Au service de la France : l’espionnage par les nuls. Une analyse de Valère Ndior

Le contenu de cette note d’information est conforme à la circulaire ULB-50-BL et a fait l’objet d’une déclassification secret défense. Elle contient des informations relatives aux saisons 1 et 2 de la série « Au service de la France ». Sa lecture doit être suivie d’un pot.

Au service de la France est une série comique diffusée sur la chaîne franco-allemande Arte depuis 2015 et dérivée de la franchise OSS 117. Les deux premières saisons se déclinent chacune en douze épisodes d’une vingtaine de minutes décrivant les activités de renseignement et d’espionnage menées par la France, entre la fin des années 1950 et le début des années 1960.

Extraits des données —
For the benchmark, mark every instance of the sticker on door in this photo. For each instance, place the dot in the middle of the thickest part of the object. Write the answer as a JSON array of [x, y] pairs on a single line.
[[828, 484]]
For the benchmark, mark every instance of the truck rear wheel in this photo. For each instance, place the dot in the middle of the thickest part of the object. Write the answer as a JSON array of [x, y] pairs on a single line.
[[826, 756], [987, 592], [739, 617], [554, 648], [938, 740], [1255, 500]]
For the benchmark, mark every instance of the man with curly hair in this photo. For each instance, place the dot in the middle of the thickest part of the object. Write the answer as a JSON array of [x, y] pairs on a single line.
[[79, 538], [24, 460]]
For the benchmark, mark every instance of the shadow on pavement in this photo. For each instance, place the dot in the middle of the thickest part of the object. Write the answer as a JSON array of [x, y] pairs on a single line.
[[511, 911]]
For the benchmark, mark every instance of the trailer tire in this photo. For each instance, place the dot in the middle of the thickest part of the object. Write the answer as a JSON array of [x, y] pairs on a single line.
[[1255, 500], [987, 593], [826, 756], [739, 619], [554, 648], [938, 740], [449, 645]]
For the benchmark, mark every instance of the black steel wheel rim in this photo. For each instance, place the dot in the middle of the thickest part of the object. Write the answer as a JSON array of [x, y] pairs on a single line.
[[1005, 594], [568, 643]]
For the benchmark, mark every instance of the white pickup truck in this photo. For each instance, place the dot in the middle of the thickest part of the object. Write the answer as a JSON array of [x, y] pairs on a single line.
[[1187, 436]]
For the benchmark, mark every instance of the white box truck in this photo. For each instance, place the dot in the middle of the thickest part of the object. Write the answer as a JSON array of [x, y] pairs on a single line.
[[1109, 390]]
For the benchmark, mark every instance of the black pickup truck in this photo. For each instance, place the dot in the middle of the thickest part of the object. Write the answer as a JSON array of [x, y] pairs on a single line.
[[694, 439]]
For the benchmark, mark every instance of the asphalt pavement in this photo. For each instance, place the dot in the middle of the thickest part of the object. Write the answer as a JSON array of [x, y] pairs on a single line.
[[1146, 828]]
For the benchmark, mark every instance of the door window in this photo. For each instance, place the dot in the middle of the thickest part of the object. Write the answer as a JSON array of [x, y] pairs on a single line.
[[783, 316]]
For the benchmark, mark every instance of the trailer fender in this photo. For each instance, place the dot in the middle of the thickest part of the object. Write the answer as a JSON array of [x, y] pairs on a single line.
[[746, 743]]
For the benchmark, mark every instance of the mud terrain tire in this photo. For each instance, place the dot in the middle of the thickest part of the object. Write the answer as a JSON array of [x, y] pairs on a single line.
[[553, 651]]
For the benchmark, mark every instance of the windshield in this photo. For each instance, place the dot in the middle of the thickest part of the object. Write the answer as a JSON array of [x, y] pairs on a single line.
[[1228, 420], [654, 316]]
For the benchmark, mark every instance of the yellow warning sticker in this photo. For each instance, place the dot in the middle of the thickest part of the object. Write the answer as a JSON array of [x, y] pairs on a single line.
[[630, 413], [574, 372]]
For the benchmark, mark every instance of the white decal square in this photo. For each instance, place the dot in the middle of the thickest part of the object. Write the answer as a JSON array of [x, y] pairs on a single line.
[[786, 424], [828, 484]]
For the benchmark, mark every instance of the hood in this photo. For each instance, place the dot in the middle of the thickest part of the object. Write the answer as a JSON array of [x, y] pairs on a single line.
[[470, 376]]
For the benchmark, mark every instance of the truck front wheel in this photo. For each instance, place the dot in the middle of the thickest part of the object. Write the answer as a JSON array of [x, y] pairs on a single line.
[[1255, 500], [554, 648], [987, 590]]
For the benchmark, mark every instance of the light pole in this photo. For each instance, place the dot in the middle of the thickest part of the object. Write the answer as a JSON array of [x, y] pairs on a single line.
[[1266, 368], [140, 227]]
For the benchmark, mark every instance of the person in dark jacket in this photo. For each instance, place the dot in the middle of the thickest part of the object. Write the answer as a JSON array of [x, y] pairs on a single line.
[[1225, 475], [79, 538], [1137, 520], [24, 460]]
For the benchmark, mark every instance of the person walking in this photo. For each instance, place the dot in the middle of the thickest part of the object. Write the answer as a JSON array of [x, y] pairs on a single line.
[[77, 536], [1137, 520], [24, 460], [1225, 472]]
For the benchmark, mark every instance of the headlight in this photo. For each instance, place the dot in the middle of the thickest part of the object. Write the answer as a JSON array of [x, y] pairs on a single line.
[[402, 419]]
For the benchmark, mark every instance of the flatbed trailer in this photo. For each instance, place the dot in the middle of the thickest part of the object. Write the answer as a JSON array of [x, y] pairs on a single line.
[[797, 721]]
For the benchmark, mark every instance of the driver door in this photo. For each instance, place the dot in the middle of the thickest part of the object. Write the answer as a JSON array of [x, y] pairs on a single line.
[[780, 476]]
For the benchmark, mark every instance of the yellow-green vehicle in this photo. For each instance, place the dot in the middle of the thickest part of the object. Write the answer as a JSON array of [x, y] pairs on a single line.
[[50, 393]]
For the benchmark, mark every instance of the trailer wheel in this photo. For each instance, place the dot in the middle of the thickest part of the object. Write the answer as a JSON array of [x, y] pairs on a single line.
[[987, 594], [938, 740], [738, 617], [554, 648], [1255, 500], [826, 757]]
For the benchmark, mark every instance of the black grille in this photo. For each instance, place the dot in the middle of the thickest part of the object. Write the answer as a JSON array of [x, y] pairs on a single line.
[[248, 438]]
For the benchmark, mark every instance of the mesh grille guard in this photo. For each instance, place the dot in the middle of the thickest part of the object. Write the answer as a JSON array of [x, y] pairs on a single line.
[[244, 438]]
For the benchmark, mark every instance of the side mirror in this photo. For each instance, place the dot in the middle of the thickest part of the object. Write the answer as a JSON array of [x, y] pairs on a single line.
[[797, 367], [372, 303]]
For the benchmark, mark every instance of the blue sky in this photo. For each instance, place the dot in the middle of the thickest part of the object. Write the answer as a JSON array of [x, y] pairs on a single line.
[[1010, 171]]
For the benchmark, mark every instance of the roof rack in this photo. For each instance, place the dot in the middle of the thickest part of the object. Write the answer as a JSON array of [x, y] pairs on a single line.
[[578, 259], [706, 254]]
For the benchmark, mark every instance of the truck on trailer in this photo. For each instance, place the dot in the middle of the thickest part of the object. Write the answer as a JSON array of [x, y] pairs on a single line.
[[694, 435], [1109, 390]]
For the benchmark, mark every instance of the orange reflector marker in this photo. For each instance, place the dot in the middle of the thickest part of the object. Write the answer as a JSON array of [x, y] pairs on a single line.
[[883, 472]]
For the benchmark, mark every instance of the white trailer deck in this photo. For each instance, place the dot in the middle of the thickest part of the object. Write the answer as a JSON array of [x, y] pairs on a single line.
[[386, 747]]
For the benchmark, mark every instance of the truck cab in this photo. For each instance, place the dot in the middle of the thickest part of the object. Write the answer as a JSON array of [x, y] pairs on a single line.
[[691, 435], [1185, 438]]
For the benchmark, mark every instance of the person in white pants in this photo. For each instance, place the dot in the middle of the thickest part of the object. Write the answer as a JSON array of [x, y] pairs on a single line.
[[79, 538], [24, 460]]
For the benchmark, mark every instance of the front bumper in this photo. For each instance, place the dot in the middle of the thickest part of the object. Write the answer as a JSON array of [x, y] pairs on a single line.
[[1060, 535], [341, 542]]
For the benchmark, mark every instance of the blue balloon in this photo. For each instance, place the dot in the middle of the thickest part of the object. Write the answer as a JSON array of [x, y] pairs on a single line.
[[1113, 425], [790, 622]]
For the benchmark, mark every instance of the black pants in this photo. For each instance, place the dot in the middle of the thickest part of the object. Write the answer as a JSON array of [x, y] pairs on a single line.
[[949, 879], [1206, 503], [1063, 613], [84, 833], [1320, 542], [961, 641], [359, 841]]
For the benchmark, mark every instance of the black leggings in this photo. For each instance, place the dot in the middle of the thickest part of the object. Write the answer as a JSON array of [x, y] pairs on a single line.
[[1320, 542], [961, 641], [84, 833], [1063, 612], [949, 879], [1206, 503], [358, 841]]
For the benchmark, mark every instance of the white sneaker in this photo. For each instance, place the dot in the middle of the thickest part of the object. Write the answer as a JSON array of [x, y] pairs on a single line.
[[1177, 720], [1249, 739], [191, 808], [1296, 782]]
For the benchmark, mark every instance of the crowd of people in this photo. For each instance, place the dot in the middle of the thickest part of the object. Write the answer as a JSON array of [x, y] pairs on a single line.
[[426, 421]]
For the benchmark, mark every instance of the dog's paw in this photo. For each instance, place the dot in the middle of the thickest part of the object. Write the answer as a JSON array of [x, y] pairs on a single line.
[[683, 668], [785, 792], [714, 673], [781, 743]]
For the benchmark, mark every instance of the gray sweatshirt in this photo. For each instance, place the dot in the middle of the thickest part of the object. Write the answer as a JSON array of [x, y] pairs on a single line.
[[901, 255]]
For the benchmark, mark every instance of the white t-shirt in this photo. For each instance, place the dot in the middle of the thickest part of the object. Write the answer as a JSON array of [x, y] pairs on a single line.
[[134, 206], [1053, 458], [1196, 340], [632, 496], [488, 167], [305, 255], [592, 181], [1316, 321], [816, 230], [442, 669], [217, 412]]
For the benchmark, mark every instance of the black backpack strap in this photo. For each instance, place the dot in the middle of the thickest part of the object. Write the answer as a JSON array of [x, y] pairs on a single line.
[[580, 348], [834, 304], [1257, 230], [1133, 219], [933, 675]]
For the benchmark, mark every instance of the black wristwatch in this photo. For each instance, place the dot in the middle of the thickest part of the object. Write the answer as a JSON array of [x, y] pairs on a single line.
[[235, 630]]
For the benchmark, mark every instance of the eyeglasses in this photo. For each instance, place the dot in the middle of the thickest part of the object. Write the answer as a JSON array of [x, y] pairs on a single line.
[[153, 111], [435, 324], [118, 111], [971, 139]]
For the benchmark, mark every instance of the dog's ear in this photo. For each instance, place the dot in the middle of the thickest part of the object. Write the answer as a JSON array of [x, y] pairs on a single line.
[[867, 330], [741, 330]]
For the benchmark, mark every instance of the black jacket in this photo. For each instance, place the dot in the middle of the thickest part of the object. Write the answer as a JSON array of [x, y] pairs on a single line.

Détails de la tâche —
D'après l'extrait du texte, combien d'épisodes compte chacune des deux premières saisons de la série ?

La réponse —
Chacune compte douze épisodes d'une vingtaine de minutes.